Compare_agent.py

"""
RL + MetaTrader5 trading bot template
- Train with historical data (PPO from stable-baselines3)
- Optionally execute trades via MetaTrader5 (set LIVE=True to enable)
CAVEAT: This is an educational template. Backtest & paper-trade first.
"""

import time
import numpy as np
import pandas as pd
import gym
from gym import spaces
import MetaTrader5 as mt5
from stable_baselines3 import PPO
from stable_baselines3.common.vec_env import DummyVecEnv
from stable_baselines3.common.callbacks import CheckpointCallback

# -------------------------
# USER CONFIG
# -------------------------
SYMBOL = "EURUSD"
TIMEFRAME = mt5.TIMEFRAME_M5     # 5 minute bars
LOOKBACK = 50                   # observation window (bars)
START_POS = 0                   # for historical fetch offset
LOT_SIZE = 0.01                 # trade lot size
LIVE = False                    # <-- Set to True only after full testing (demo account first!)
MODEL_PATH = "ppo_mt5_model"
TRAIN_TIMESTEPS = 20000         # adjust as you like
# -------------------------

# -------------------------
# Helper: connect to MT5
# -------------------------
def mt5_connect():
    if not mt5.initialize():
        raise RuntimeError(f"MT5 initialize() failed, error={mt5.last_error()}")
    info = mt5.terminal_info()
    if info is None:
        raise RuntimeError("Failed to get terminal info after initialize()")
    print("MT5 terminal initialized:", info.product)
    # Ensure symbol is available
    if not mt5.symbol_select(SYMBOL, True):
        raise RuntimeError(f"Failed to select symbol {SYMBOL}")
    return True

def mt5_shutdown():
    mt5.shutdown()

▸ **Directions**:
(a) According to the trading bot script, what is the trade lot size set to?
(b) Echo the trading bot script from "Compare_agent.py" up to and including "Backtest & paper-trade first.".

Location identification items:
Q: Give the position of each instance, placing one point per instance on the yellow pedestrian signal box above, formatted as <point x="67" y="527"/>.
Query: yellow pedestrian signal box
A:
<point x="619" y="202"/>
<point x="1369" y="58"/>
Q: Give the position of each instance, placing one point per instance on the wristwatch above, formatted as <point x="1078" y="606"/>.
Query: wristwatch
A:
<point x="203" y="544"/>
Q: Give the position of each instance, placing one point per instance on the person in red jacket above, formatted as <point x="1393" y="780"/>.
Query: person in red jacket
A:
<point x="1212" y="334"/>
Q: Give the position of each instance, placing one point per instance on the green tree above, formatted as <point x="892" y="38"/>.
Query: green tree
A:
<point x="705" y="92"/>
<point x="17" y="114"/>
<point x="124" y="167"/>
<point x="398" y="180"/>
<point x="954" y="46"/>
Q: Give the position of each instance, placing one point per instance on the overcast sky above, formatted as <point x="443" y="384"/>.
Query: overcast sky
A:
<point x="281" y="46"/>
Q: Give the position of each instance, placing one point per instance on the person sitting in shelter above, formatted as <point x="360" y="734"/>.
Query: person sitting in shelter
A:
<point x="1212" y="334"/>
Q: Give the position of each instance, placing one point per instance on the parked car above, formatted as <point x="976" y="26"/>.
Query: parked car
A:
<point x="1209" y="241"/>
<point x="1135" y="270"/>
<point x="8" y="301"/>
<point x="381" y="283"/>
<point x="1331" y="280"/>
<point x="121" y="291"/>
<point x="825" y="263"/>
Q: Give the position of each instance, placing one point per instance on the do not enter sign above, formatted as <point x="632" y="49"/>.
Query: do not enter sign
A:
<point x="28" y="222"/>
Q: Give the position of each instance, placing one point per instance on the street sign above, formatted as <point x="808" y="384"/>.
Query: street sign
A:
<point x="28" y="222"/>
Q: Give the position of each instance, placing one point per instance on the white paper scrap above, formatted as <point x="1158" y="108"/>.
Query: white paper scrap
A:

▸ **Final answers**:
(a) 0.01

(b)
Compare_agent.py

"""
RL + MetaTrader5 trading bot template
- Train with historical data (PPO from stable-baselines3)
- Optionally execute trades via MetaTrader5 (set LIVE=True to enable)
CAVEAT: This is an educational template. Backtest & paper-trade first.